== Texte fourni ==
Il se trouve enfin - ça n’aura pas non plus échappé à ta sagacité légendaire - que les syndicats sont dans les starting-blocks, remontés, très motivés, vachement résolus à faire entendre la voix des travailleurs et à mettre un coup d’arrêt aux mesures anti-sociales du gouvernement, bref, chauds comme un commando cégétiste qui s’entraîne au maniement du gourdin en attendant d’investir la Bourse du Travail.
D’où - découlant des trois précédentes considérations - , paf : journée de mobilisation en vue.
(Si, si : je t’assure !)
Et j’espère quand même beaucoup que t’as rien de prévu pour le sept octobre parce qu’il se pourrait bien que ça ne m’étonnerait pas plus que ça que - éventuellement - il y ait un défilé et que - éventuellement - on lance quelques slogans et mots d’ordre et que - éventuellement - le front syndical et la mobilisation, clairsemée mais est-ce bien le plus important ?, contraignent le gouvernement à de lourdes concessions, façon impromptue déclaration présidentielle ou même - soyons fous - engagement gouvernemental à poursuivre le dialogue avec les partenaires sociaux.
Pour te dire : j’en suis tout excité.
===
== Données fournies ==
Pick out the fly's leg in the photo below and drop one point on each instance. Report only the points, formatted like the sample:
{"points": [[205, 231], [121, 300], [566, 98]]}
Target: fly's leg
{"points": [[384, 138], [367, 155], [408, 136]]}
===
Consignes écrites:
a – Recopiez le passage du texte fourni qui va de « D’où - découlant » jusqu'à « suis tout excité. ».
b – Dites par oui ou par non si chaque affirmation concorde avec le texte fourni, en citant à l'identique les mots du texte qui tranchent : (i) une journée de mobilisation est en vue ; (ii) la mobilisation est décrite comme massive ; (iii) les syndicats sont présentés comme démotivés.

Réponses aux exercices:
a –
D’où - découlant des trois précédentes considérations - , paf : journée de mobilisation en vue.
(Si, si : je t’assure !)
Et j’espère quand même beaucoup que t’as rien de prévu pour le sept octobre parce qu’il se pourrait bien que ça ne m’étonnerait pas plus que ça que - éventuellement - il y ait un défilé et que - éventuellement - on lance quelques slogans et mots d’ordre et que - éventuellement - le front syndical et la mobilisation, clairsemée mais est-ce bien le plus important ?, contraignent le gouvernement à de lourdes concessions, façon impromptue déclaration présidentielle ou même - soyons fous - engagement gouvernemental à poursuivre le dialogue avec les partenaires sociaux.
Pour te dire : j’en suis tout excité.

b –
(i) Oui : « journée de mobilisation en vue ».
(ii) Non : « la mobilisation, clairsemée ».
(iii) Non : « remontés, très motivés, vachement résolus ».